## EXERCISE
Below are some records; copy them word for word and drop the pictures.

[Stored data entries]

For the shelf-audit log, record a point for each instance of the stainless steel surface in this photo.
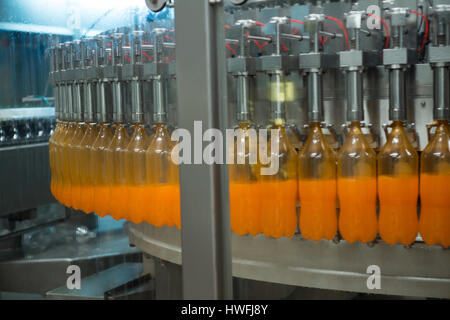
(418, 271)
(46, 270)
(205, 208)
(96, 286)
(25, 177)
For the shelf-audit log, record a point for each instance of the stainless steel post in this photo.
(201, 90)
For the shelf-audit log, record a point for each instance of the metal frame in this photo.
(418, 271)
(201, 78)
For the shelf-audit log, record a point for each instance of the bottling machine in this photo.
(358, 95)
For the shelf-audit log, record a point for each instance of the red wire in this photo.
(230, 48)
(148, 57)
(388, 36)
(343, 30)
(425, 38)
(284, 48)
(297, 21)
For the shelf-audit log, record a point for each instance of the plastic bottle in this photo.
(66, 194)
(434, 224)
(245, 198)
(136, 176)
(317, 187)
(115, 171)
(98, 169)
(162, 189)
(84, 160)
(52, 147)
(357, 188)
(278, 192)
(398, 188)
(74, 165)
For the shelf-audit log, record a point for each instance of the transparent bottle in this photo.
(398, 188)
(115, 172)
(74, 165)
(162, 189)
(317, 187)
(135, 172)
(84, 160)
(66, 196)
(434, 224)
(357, 187)
(244, 177)
(52, 147)
(278, 189)
(98, 170)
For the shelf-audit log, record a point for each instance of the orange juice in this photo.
(245, 207)
(98, 170)
(161, 204)
(162, 185)
(84, 158)
(74, 150)
(435, 214)
(53, 141)
(398, 208)
(66, 193)
(278, 207)
(398, 188)
(357, 187)
(357, 217)
(317, 187)
(318, 218)
(434, 225)
(115, 172)
(135, 174)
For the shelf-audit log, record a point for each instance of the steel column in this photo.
(201, 92)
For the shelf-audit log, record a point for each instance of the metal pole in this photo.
(201, 86)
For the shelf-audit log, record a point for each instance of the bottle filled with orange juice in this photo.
(162, 191)
(398, 188)
(75, 146)
(434, 224)
(136, 175)
(245, 200)
(317, 187)
(357, 187)
(135, 161)
(54, 139)
(98, 172)
(84, 150)
(244, 179)
(277, 188)
(64, 157)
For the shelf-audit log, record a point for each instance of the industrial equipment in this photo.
(353, 98)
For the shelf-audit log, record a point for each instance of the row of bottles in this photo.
(100, 168)
(352, 180)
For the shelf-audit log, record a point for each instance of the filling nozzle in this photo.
(277, 97)
(136, 79)
(397, 59)
(68, 62)
(78, 79)
(90, 80)
(353, 63)
(313, 70)
(103, 85)
(117, 63)
(159, 79)
(439, 58)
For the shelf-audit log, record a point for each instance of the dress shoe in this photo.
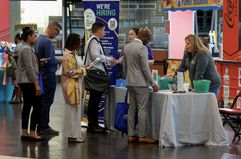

## EXERCISE OUTPUT
For the shelf-audit log, record a point for each instance of the stainless steel surface in this photo.
(418, 271)
(46, 270)
(205, 208)
(96, 286)
(25, 177)
For the shelf-audit log, record a point for each instance of the stainless steel post in this photo.
(201, 90)
For the shelf-audit log, record a point for each instance of the metal frame in this photo.
(418, 271)
(201, 78)
For the shelf-audit log, record a point for each instance of the bottling machine in this photo.
(358, 95)
For the shelf-audit log, record a point for each instance of the red wire in this photo.
(230, 48)
(148, 57)
(388, 36)
(343, 30)
(425, 38)
(284, 48)
(297, 21)
For the shelf-audit log, record a point for each instance of the plastic bottle in this photo.
(66, 194)
(434, 224)
(245, 198)
(136, 176)
(317, 187)
(115, 171)
(98, 169)
(162, 189)
(84, 160)
(52, 147)
(357, 188)
(278, 192)
(398, 188)
(74, 165)
For the shelf-audit log, record a point for each instance of the transparent bottle in this photo.
(398, 188)
(115, 172)
(74, 165)
(162, 189)
(317, 187)
(135, 172)
(84, 160)
(66, 196)
(434, 224)
(357, 187)
(244, 177)
(52, 147)
(278, 189)
(98, 170)
For the shelf-audit log, record a point for each instance of the orange juice in this photo.
(245, 207)
(98, 170)
(161, 204)
(162, 185)
(84, 158)
(74, 150)
(435, 214)
(53, 141)
(398, 208)
(66, 193)
(278, 207)
(398, 188)
(357, 187)
(357, 217)
(317, 187)
(318, 218)
(434, 225)
(115, 172)
(135, 174)
For the shelf-audit log, record a point for each instance of the steel column in this photo.
(201, 92)
For the shelf-audit log, record a point for each instance of the metal pole in this photo.
(201, 86)
For the shelf-audit log, record a point for each instance of the bottle filled with orange juice in this photo.
(162, 191)
(398, 188)
(75, 146)
(434, 224)
(136, 175)
(245, 200)
(317, 187)
(357, 187)
(135, 161)
(54, 139)
(98, 172)
(84, 150)
(244, 179)
(277, 188)
(64, 157)
For the shelf-audit log, record a point for each instance of the industrial equipment in this photo.
(353, 98)
For the shelf-audit log, record a point for each instance of the row of bottles in this photo.
(100, 168)
(352, 180)
For the shelf-audit log, record a point for each instance of the filling nozzle in this photo.
(277, 97)
(136, 79)
(397, 59)
(68, 62)
(78, 79)
(90, 80)
(353, 63)
(313, 70)
(103, 85)
(117, 63)
(159, 79)
(439, 58)
For the shelf-audit log, record a point for each instance of the dress shoe in this photo.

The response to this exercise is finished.